▶ What needs to be done: Pick up the text on the International Day to End Impunity for Crimes Against Journalists and continue it from the point where it stops.

▶ Page text:
'You are not alone'


Namibian journalists stand in solidarity with colleagues all over the world on November 2, the International Day to End Impunity for Crimes Against Journalists.

Marking the International Day to End Impunity Against Journalists in a country that ranks first in Africa on the Reporters Without Borders annual Press Freedom Index, and 23rd overall globally may seem unusual. In fact, it is not. The Covid-19 pandemic has highlighted our interconnectedness. As Namibian journalists we therefore cannot turn a blind eye when colleagues elsewhere are killed, languish in jails and live in fear of persecution simply for doing their jobs.

This particular day – 2 November – proclaimed by the United Nations General Assembly in 2013 to commemorate the assassination of two French journalists in Mali, is a day for reflection.

It is an opportunity to jointly focus our attention on journalists who are being persecuted, forcibly disappeared or killed - with priority given to the numerous unsolved crimes against journalists.

What we have to reflect on is that the pervasive nature of impunity is not something that emerges suddenly. The culture of impunity intensifies over a lengthy period of time. People in positions of power and authority are fuelled by breaches of conduct that continue unchecked and remain unsolved.

Rows from a data collection:
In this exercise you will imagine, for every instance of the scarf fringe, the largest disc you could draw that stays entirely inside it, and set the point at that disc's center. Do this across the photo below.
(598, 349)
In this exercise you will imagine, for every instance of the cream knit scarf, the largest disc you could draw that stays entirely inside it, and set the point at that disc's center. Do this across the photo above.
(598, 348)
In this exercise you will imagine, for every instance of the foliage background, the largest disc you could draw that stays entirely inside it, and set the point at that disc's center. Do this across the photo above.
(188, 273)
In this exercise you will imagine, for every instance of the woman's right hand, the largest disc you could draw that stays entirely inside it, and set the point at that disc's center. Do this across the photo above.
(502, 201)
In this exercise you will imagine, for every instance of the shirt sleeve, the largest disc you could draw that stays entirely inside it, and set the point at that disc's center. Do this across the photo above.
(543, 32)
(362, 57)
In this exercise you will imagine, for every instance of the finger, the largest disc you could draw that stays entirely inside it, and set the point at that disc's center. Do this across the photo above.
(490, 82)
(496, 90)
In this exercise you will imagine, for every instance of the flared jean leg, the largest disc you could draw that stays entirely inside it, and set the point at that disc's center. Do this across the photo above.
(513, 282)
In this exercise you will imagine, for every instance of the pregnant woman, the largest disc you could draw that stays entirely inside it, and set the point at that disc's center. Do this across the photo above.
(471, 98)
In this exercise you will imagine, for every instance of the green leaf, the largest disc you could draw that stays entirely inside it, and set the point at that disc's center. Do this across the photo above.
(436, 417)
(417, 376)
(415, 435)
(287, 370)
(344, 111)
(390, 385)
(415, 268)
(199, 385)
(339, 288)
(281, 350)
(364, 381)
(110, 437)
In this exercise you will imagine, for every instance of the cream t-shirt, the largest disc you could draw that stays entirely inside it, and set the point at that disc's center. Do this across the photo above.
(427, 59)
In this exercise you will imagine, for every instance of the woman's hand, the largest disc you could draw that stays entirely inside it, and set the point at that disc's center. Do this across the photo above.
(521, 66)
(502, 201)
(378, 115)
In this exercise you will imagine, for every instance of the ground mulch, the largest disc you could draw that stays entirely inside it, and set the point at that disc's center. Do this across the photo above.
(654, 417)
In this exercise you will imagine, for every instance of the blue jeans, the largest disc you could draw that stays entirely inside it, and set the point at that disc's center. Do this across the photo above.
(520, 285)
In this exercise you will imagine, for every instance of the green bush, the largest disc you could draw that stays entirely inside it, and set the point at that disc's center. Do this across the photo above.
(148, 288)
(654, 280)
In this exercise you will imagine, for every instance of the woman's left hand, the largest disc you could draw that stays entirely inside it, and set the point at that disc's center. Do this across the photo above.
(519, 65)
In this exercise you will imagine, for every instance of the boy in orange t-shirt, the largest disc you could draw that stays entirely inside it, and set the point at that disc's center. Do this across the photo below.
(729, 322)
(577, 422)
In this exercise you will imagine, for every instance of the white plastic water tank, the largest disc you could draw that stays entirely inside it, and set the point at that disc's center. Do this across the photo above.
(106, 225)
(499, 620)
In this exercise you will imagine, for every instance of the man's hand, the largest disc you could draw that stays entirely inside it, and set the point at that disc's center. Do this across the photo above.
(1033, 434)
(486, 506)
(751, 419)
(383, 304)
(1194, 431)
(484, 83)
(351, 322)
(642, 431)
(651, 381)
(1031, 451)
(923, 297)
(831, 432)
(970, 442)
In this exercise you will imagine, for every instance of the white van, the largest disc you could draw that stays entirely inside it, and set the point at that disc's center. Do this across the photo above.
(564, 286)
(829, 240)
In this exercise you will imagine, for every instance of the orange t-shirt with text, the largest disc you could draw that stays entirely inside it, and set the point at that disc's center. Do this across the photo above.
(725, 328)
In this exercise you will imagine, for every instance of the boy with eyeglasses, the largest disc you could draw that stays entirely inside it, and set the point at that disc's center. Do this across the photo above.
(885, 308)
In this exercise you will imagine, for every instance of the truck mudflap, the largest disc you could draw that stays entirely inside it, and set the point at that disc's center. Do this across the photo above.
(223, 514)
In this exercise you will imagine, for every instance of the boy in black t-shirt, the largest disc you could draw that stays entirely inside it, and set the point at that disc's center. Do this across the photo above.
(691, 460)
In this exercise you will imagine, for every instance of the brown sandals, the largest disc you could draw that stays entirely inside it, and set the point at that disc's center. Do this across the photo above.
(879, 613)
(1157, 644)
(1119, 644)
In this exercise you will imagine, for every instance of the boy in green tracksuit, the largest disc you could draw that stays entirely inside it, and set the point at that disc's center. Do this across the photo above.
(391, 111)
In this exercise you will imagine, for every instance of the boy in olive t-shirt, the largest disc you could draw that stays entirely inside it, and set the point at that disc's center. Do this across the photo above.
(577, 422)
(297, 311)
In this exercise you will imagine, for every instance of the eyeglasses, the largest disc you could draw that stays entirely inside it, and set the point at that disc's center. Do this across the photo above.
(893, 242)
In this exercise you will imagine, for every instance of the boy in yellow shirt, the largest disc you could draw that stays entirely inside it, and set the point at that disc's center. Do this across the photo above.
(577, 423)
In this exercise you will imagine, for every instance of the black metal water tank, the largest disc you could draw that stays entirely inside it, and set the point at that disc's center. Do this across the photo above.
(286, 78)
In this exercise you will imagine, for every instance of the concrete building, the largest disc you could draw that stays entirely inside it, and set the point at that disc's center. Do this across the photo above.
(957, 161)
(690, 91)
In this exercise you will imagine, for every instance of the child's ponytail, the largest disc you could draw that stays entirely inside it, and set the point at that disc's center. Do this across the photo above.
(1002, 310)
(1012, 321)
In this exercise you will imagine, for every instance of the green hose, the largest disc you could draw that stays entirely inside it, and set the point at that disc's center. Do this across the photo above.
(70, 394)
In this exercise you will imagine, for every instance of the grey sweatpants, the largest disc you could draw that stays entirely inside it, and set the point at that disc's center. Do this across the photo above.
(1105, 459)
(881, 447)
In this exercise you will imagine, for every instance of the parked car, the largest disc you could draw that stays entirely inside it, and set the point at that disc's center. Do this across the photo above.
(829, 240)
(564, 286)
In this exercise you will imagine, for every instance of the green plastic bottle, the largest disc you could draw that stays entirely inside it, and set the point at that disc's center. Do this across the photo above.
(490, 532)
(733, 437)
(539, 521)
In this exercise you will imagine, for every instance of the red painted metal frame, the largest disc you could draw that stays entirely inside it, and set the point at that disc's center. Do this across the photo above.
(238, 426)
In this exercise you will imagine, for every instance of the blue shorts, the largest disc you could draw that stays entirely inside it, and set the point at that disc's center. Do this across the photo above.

▶ Result of the task:
Since March this year there has been an unprecedented rise in attacks, injuries to, and arrests of journalists across the continent. The majority of these incidents are connected to journalists covering the imposition of COVID-19 regulations on citizens by the police and/or the army, journalists reporting on election campaigns or when covering the various protests sparked off in the last few months around the continent – namely Togo, Guinea, Ivory Coast, Mali, Nigeria and South Africa.

It is important for media rights organisations in Africa to demonstrate and garner public support across borders to demand answers from governments on why they are expending energy, time and resources in persecuting the media instead of probing corruption. By failing to look deeply into cases highlighted by the media, public officials will consider it free licence to continue diverting millions of dollars from public coffers, thereby depriving citizens of necessary essential services and rights such as health and education.

On this day it is important to remind the world that Cameroonian journalist Samuel Wazizi’s death cannot go unsolved. We must encourage the Mozambican government to seriously investigate the disappearance of Ibraimo Abu Mbaruco who went missing in April in the Cabo Delgado region. We should be asking for updates on the murders of undercover Ghanian journalist Ahmed Hussein-Suale, Marko Agei Makoor in South Sudan and 70-year-old Nigerian journalist Benjamin Ekom.

We have to express our outrage that for the sixth year in a row Somalia retains the world title as the worst country when it comes to prosecuting murderers of journalists on the CPJ 2020 Global Impunity Index. It is up to us to support Somalian media and demand that authorities investigate cases of killings or attacks on journalists, media outlets and critics.

We should stand with them in support of their demands for justice.

Standing in solidarity on home soil is vital, but why is it necessary to collectively come together on issues far removed from our realities?

For journalists operating in difficult environments, acts of solidarity from colleagues are a lifeline. Standing in solidarity is one of the most powerful counter measures to an excess of power. Collective continental voices remind brazen governments that state-sanctioned misdeeds will not go unnoticed. It becomes an even more powerful tool as it reverberates across borders and continents.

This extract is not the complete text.